### Task statement
Count the lines in the entries below that contain the string "fence", treating uppercase and lowercase letters as distinct. Give only the number.

** start **

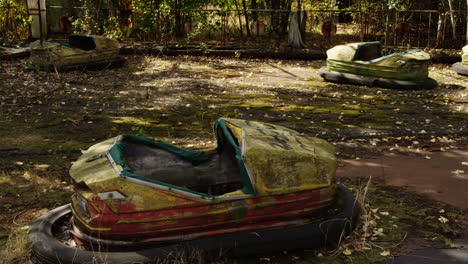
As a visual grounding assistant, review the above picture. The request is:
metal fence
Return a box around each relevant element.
[0,2,467,48]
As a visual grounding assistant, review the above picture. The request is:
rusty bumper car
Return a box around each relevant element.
[29,118,359,263]
[452,45,468,76]
[319,41,437,89]
[30,34,125,71]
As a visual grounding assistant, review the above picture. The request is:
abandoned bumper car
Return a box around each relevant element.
[452,45,468,75]
[30,34,124,71]
[319,41,437,89]
[29,118,359,263]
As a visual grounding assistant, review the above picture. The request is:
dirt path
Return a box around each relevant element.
[337,148,468,209]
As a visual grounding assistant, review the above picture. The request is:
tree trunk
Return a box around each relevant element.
[234,0,244,37]
[270,0,280,36]
[436,13,445,49]
[447,0,457,39]
[242,0,250,37]
[288,10,306,49]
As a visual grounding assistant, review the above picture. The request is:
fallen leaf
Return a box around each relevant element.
[343,248,353,256]
[437,216,448,224]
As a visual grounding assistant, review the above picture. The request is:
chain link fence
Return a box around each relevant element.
[0,1,467,48]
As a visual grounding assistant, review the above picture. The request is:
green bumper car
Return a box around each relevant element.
[30,34,124,70]
[319,42,437,89]
[452,45,468,76]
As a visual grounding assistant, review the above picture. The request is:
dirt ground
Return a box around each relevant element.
[0,56,468,263]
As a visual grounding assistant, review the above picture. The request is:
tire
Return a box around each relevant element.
[319,67,437,90]
[452,63,468,76]
[29,186,360,264]
[375,78,438,90]
[40,56,125,72]
[319,67,376,86]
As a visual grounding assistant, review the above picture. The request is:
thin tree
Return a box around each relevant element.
[447,0,457,39]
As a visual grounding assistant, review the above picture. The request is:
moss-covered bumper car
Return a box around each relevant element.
[319,42,437,89]
[29,119,359,263]
[30,34,124,70]
[452,45,468,76]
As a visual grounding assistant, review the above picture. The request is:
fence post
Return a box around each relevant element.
[436,13,445,49]
[384,12,390,47]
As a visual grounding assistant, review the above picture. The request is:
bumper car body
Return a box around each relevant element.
[320,42,437,89]
[30,118,358,263]
[30,34,123,70]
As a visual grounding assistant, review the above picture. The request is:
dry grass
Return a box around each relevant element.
[0,228,31,264]
[332,177,404,256]
[0,171,12,184]
[156,249,206,264]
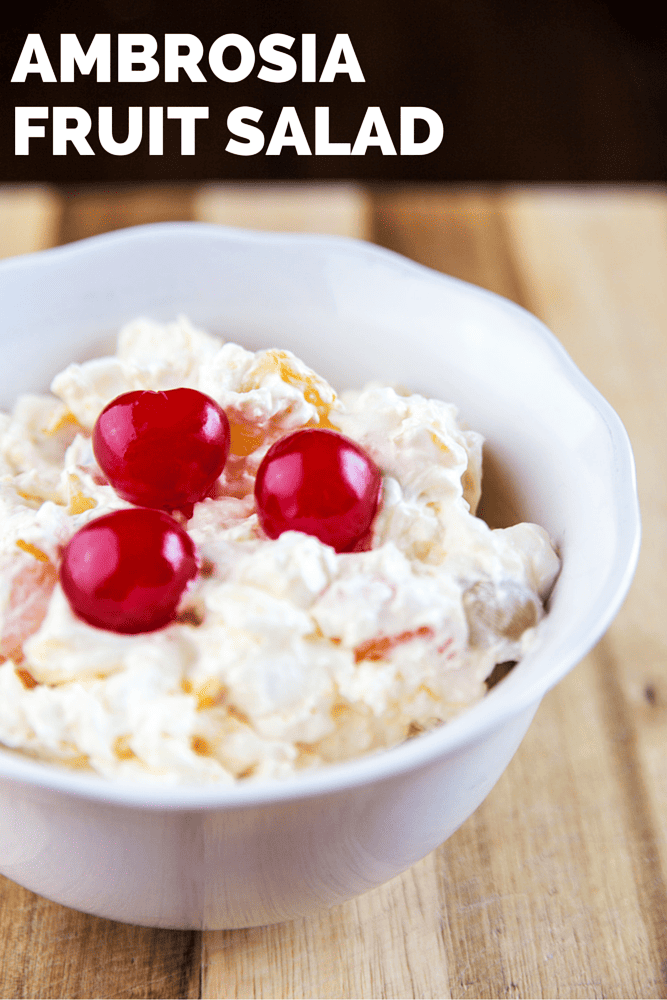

** end **

### Task response
3